Exercise description - Write out every record in full, exactly as written, please.

Point-per-instance localization data
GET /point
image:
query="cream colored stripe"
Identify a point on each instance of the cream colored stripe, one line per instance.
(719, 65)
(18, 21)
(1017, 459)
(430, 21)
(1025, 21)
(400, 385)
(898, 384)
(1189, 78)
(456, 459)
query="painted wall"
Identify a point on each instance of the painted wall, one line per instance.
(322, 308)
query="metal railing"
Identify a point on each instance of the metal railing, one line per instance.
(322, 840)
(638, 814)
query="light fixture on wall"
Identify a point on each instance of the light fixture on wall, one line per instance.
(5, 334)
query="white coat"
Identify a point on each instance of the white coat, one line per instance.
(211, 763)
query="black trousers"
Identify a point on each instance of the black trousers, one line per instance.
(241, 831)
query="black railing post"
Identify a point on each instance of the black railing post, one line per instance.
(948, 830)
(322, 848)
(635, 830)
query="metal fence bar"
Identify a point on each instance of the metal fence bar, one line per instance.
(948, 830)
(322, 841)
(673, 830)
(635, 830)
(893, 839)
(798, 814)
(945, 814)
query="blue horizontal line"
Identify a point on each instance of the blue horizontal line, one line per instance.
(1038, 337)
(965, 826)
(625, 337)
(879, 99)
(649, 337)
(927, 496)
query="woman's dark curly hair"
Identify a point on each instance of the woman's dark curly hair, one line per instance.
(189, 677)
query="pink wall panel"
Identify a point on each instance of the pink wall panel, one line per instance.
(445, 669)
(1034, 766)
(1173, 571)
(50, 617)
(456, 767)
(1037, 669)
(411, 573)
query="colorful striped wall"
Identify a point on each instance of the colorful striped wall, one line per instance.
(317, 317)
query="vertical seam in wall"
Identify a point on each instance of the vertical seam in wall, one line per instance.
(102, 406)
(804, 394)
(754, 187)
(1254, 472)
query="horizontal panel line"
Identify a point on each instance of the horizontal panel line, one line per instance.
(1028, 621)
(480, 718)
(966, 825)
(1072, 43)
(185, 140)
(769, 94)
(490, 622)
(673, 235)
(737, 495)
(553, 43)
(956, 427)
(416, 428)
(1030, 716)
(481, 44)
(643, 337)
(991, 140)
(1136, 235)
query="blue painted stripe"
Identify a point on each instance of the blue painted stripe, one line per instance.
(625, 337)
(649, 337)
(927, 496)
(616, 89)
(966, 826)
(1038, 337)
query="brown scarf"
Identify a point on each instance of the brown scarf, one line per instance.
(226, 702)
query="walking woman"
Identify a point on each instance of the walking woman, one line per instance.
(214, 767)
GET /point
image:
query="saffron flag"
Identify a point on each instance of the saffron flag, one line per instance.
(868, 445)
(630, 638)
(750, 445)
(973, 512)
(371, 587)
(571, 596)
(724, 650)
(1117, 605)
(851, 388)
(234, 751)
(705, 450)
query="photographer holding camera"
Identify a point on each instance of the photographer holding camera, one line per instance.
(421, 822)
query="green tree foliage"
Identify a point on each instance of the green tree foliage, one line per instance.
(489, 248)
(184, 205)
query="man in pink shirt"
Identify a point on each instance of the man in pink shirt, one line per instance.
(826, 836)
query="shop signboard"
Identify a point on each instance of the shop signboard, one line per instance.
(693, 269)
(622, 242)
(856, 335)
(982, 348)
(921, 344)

Reply to the exercise -
GET /point
image:
query="cream colored stripe"
Identify a point on each instance of the cream colored stripe, one line per instance.
(719, 65)
(18, 21)
(1017, 459)
(430, 21)
(1025, 21)
(400, 385)
(898, 384)
(1189, 78)
(456, 459)
query="painted wall"
Identify a point on each instance of the painted wall, one line per instance.
(322, 308)
query="metal railing"
Identify a point on each instance of the metal railing, one line per instance.
(322, 840)
(638, 814)
query="light fixture on wall"
Identify a point on each instance of the light fixture on wall, one line per instance.
(5, 334)
query="white coat"
Identify a point on each instance of the white coat, one line per instance.
(211, 763)
query="black trousers"
Identify a point on each instance of the black trousers, one line per instance.
(241, 831)
query="black railing post"
Identify a point on each instance of the black railing post, one line per instance.
(948, 830)
(322, 848)
(635, 830)
query="metal fence bar"
Identify a point on each instance of the metal fence bar, one line per instance.
(948, 830)
(322, 841)
(673, 830)
(635, 830)
(893, 839)
(798, 814)
(945, 814)
query="blue horizontal line"
Identify a point on each instance of the blue horizontal line, one line per instance.
(1038, 337)
(965, 826)
(625, 337)
(879, 99)
(649, 337)
(927, 496)
query="woman's dark curly hair"
Identify a point on each instance of the woman's dark curly hair, one line per instance.
(189, 677)
query="pink wall panel"
Identify a point on each instance of the pink wall panel, one line per instance.
(445, 669)
(1034, 766)
(1173, 571)
(50, 617)
(456, 767)
(1037, 669)
(411, 573)
query="colorful striped wall"
Identify a point on each instance of the colorful striped wall, one line per instance.
(317, 317)
query="vertical seam in wall"
Identify a point on each instance of the vertical seam in wall, one line per instance.
(102, 406)
(804, 394)
(754, 187)
(1254, 472)
query="horizontal panel line"
Identify a point on each instance of the horizontal panel line, one line per instance.
(1028, 621)
(480, 718)
(966, 825)
(1072, 43)
(185, 140)
(769, 94)
(490, 622)
(673, 235)
(737, 495)
(553, 43)
(956, 427)
(416, 428)
(1030, 716)
(481, 44)
(643, 337)
(991, 140)
(1136, 235)
query="blue painted stripe"
Identify a point on each instance of the blue painted stripe, one line per instance.
(625, 337)
(649, 337)
(927, 496)
(616, 89)
(966, 826)
(1038, 337)
query="brown scarf"
Identify a point on each instance of the brown scarf, one line per instance.
(226, 702)
query="walking woman"
Identify a point on each instance of the walking woman, one line per instance.
(214, 767)
GET /point
image:
query="saffron flag"
Identify a point on each instance of the saffron flag, one line per instance.
(868, 445)
(630, 638)
(750, 445)
(973, 512)
(371, 587)
(571, 596)
(724, 650)
(1117, 605)
(851, 388)
(234, 751)
(705, 450)
query="photographer holding camera"
Identify a point on each instance of the photographer holding camera, one line per instance.
(421, 822)
query="green tree foliage"
Identify a point on each instance of the green tree foliage, one line per instance.
(489, 248)
(184, 205)
query="man in pink shirt"
Identify a point on each instance of the man in pink shirt, one line per instance.
(826, 836)
query="shop signboard"
Identify a point on each instance of the shop signboard, one line per instance.
(693, 269)
(622, 242)
(856, 335)
(982, 348)
(921, 344)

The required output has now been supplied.